# Prompt
Put every line of the listing below into a JSON list of strings, one string per line, leaving out blank lines and the pictures.

# Records supplied
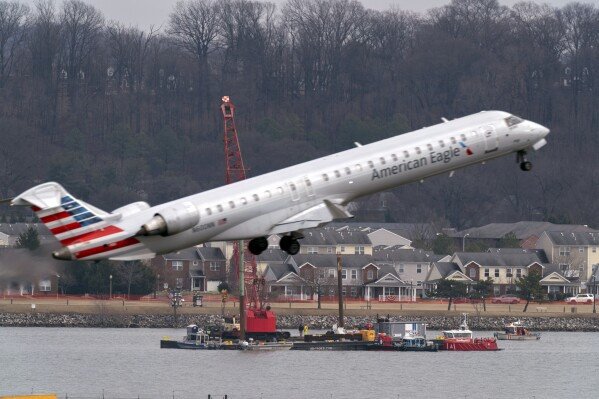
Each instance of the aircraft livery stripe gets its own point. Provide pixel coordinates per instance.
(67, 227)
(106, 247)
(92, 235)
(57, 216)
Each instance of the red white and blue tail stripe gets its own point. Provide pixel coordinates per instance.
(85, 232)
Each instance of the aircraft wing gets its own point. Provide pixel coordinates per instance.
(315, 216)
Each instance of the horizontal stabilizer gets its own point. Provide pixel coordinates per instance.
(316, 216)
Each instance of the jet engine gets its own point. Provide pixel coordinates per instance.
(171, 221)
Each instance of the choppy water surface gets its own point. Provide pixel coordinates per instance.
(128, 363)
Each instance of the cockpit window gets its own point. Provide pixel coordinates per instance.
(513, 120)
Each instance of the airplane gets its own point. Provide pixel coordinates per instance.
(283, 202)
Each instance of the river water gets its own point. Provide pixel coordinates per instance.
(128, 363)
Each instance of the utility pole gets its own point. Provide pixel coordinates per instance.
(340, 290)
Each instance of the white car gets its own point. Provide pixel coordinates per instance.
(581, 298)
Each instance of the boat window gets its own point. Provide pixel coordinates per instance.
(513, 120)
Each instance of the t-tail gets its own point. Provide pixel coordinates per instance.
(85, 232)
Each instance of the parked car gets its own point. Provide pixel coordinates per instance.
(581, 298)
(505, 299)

# Finished answer
[
  "Each instance of the aircraft livery stripe gets its own point. Provide pixel coordinates per instance.",
  "(67, 227)",
  "(106, 247)",
  "(92, 235)",
  "(57, 216)",
  "Each instance of the red white and blue tail stripe gets its own point. Provide pixel coordinates per instance.",
  "(85, 232)",
  "Each instance of the aircraft wing gets its own point. Provide pixel coordinates per instance.",
  "(315, 216)",
  "Each instance of the horizontal stabilizer gets its own point. Provide pixel coordinates per instance.",
  "(316, 216)",
  "Each instance of the jet engine gets its own point. Provide pixel coordinates per instance.",
  "(171, 221)",
  "Each instance of the choppy water surface gets its own point. Provide pixel coordinates per instance.",
  "(128, 363)",
  "Each instance of the cockpit window gets its own point. Provide pixel coordinates per instance.",
  "(513, 120)",
  "Each instance of the airplane gets its own point. Provide pixel coordinates per instance.",
  "(283, 202)",
  "Each instance of the river water gets its own point. Provide pixel coordinates per instance.",
  "(128, 363)",
  "Each instance of the utility pole gets its own point. Provide pixel coordinates per instance.",
  "(340, 290)",
  "Each instance of the white car gets its own point. Provide pixel coordinates per instance.",
  "(581, 298)",
  "Each instance of the boat window gets its own point. Provide pixel coordinates per instance.",
  "(513, 120)",
  "Each instance of the t-tail gets its own point. Provide pixel coordinates per instance.",
  "(85, 232)",
  "Each instance of the parked car gets its own point. Provide pixel coordinates per instance.",
  "(581, 298)",
  "(505, 299)"
]